EXERCISE AIM → Rewrite the material below as a JSON list of strings, with one string per line and blank lines omitted.

Outline labeling records:
++++
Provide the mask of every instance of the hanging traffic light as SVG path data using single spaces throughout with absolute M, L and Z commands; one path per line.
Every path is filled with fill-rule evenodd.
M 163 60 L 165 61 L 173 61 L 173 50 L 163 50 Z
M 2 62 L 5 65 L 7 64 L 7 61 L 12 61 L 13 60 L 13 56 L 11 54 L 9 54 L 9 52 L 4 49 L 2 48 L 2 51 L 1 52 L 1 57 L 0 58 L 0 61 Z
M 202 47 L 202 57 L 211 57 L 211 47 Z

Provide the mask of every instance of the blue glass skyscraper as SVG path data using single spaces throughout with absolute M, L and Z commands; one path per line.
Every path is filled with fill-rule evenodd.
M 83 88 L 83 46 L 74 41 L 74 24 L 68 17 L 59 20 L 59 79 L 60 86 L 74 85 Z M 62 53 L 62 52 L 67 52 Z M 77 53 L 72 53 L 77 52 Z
++++
THE RESPONSE →
[
  "Provide the mask of every instance of the hanging traffic light as SVG path data using single spaces throughout with absolute M, L and Z commands; one path per line.",
  "Every path is filled with fill-rule evenodd.",
  "M 163 60 L 165 61 L 173 61 L 173 50 L 163 50 Z",
  "M 2 62 L 5 65 L 7 64 L 7 61 L 12 61 L 13 60 L 13 56 L 11 54 L 9 54 L 9 52 L 4 49 L 2 48 L 2 51 L 1 52 L 1 57 L 0 58 L 0 61 Z",
  "M 202 47 L 202 57 L 211 57 L 211 47 Z",
  "Provide the mask of every instance of the blue glass skyscraper as SVG path data using single spaces throughout with absolute M, L and Z commands; one path per line.",
  "Every path is filled with fill-rule evenodd.",
  "M 83 88 L 83 46 L 74 41 L 74 24 L 68 17 L 59 20 L 59 79 L 60 86 L 74 85 Z M 62 53 L 62 52 L 67 52 Z M 77 53 L 72 53 L 77 52 Z"
]